* Problem statement: Show every line of the items below that contains the word "horizon".

* Records to process:
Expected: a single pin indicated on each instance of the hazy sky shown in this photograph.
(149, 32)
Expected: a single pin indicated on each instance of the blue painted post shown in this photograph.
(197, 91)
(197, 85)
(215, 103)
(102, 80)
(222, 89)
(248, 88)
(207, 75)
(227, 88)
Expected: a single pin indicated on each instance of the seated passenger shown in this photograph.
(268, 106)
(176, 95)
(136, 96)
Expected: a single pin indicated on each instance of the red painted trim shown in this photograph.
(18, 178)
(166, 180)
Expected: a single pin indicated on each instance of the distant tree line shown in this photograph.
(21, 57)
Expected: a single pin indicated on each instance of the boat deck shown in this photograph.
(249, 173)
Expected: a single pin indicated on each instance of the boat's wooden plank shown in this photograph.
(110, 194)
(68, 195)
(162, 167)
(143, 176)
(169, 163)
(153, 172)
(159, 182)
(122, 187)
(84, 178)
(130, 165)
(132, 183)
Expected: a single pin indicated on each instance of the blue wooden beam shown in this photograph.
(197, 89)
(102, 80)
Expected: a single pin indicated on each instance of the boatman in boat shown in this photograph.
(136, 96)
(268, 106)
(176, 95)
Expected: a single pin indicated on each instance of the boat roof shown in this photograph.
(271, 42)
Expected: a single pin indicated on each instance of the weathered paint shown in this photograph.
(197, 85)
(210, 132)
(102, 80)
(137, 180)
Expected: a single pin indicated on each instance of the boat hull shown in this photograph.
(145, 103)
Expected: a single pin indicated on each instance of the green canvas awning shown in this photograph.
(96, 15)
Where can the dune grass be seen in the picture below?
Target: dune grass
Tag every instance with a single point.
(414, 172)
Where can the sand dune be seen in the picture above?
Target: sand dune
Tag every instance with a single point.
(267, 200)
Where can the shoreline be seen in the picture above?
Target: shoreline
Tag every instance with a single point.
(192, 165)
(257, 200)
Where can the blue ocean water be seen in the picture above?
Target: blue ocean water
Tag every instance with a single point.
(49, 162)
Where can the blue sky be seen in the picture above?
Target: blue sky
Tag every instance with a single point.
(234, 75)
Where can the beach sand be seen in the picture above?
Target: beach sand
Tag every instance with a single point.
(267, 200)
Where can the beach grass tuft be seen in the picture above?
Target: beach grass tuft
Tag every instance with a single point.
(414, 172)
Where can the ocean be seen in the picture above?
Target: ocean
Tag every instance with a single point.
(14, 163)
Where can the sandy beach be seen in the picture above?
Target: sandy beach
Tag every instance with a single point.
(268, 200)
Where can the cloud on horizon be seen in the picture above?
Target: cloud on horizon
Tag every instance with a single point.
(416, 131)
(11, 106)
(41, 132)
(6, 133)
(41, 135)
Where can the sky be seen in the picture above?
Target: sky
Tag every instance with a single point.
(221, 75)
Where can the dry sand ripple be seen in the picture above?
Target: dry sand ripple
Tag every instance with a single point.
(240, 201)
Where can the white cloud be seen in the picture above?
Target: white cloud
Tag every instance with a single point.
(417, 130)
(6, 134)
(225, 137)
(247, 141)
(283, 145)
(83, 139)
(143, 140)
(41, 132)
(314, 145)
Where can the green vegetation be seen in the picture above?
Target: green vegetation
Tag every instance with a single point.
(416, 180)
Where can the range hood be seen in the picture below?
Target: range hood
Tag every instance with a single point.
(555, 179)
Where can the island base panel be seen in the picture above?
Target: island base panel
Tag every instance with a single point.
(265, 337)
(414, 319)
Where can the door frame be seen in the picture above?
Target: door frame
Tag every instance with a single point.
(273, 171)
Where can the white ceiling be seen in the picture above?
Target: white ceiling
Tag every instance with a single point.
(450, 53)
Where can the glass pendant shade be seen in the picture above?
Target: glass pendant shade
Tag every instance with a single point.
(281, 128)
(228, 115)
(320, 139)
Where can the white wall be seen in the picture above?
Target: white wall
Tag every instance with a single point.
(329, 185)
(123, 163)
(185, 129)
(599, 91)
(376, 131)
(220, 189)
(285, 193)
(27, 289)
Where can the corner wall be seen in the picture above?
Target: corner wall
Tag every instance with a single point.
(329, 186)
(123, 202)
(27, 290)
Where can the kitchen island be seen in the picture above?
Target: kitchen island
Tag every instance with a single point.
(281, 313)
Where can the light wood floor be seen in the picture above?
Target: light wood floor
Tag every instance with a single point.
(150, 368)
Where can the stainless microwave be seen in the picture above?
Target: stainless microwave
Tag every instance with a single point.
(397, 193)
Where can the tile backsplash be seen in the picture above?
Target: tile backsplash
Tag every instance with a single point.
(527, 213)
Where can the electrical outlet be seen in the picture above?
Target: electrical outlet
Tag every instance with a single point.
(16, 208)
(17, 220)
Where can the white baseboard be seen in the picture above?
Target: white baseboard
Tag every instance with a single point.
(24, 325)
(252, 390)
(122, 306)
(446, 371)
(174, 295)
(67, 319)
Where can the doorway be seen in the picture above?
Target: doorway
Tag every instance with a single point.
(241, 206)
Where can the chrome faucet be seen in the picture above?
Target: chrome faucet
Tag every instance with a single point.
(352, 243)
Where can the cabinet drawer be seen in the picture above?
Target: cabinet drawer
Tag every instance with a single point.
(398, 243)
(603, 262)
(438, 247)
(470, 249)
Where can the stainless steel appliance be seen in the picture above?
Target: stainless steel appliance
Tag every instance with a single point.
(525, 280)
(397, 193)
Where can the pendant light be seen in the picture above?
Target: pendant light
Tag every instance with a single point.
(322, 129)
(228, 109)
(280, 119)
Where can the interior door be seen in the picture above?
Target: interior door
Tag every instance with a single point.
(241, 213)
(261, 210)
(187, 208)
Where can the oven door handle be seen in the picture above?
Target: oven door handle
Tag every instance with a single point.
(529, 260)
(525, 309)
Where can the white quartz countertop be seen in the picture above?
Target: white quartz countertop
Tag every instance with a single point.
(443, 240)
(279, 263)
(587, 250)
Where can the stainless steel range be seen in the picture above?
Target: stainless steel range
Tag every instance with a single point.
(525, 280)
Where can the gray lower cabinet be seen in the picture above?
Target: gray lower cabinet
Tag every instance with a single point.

==

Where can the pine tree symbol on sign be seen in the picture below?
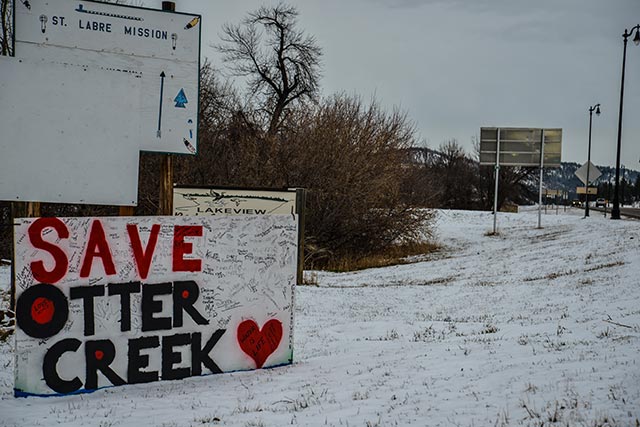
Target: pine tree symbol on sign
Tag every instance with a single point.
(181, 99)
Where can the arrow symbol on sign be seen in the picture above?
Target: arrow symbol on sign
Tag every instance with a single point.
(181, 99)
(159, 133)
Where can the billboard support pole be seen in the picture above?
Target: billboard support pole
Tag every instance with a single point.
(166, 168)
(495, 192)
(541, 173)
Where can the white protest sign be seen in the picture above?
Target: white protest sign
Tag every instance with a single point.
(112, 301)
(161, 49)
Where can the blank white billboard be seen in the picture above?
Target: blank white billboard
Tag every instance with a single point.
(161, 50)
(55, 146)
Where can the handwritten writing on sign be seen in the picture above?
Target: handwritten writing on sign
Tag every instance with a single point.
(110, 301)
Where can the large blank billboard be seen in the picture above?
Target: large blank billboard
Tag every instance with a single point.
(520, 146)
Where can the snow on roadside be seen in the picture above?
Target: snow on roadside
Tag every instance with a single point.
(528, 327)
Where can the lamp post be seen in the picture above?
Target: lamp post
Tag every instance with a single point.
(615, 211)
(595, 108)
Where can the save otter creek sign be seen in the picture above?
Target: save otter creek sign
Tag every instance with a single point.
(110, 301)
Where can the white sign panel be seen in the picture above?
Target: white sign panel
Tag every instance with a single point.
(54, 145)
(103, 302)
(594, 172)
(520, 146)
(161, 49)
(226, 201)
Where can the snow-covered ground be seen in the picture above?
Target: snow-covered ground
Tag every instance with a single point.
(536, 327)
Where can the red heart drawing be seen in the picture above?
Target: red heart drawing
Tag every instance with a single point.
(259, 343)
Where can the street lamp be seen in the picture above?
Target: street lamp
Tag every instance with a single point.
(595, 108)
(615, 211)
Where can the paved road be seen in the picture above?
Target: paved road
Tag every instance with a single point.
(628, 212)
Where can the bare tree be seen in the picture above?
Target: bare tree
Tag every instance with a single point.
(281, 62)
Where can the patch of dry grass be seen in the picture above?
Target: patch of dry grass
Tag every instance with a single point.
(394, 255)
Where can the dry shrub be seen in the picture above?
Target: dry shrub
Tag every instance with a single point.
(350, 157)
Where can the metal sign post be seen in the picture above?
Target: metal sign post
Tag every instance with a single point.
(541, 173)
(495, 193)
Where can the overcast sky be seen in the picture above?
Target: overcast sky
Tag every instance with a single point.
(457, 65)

* Answer for this exercise:
Where can the cloud on horizon be seen in the picture above?
Target: cloud on horizon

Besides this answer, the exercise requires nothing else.